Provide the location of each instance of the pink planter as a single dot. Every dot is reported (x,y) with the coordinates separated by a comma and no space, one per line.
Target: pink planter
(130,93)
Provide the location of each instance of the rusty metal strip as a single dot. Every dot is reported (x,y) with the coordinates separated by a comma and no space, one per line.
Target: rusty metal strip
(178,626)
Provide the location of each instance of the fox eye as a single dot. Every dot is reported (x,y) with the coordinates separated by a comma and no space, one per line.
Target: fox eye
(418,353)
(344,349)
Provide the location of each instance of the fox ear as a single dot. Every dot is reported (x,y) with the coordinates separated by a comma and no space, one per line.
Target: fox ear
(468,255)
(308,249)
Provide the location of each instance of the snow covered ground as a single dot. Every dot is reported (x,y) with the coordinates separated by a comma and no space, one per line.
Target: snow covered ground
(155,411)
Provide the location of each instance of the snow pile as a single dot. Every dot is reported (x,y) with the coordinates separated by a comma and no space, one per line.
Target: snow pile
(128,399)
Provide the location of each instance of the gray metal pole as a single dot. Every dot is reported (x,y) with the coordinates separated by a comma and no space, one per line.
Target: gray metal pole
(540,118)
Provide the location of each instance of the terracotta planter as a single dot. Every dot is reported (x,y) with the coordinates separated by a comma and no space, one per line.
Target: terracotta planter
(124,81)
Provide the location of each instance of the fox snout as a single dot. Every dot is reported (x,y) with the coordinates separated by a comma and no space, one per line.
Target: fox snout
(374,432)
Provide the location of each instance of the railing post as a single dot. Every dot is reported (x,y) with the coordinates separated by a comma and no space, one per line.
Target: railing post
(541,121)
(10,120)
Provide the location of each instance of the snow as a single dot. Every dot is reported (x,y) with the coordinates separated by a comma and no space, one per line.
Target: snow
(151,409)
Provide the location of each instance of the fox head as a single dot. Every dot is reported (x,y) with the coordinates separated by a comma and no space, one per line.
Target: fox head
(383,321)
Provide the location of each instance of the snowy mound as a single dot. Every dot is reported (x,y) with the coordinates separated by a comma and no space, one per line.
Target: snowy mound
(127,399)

_WORK TO BE COMPLETED_
Exactly the lines running from the top of the records to the line that contains "Provide the location of each instance of the fox ear", inclusive, must be set down, and nothing more.

_ANSWER BOX_
Provide the location of each instance of the pink planter as a single dot. Every dot is reported (x,y) with the coordinates separated by a comma and no space, one per line.
Target: pink planter
(130,93)
Provide the location of each instance of the rusty metal strip as a single dot. Every dot is reported (x,y) with the coordinates separated by a comma and no space, one per line.
Target: rusty metal strip
(178,626)
Provide the location of each instance of the fox eye as a single dot. Every dot is reported (x,y) with the coordinates separated by a comma and no space, one per line.
Target: fox eye
(418,353)
(344,349)
Provide the location of each instance of the fox ear as a single dot. Every dot is reported (x,y) with the coordinates separated by a comma and no space, one per line.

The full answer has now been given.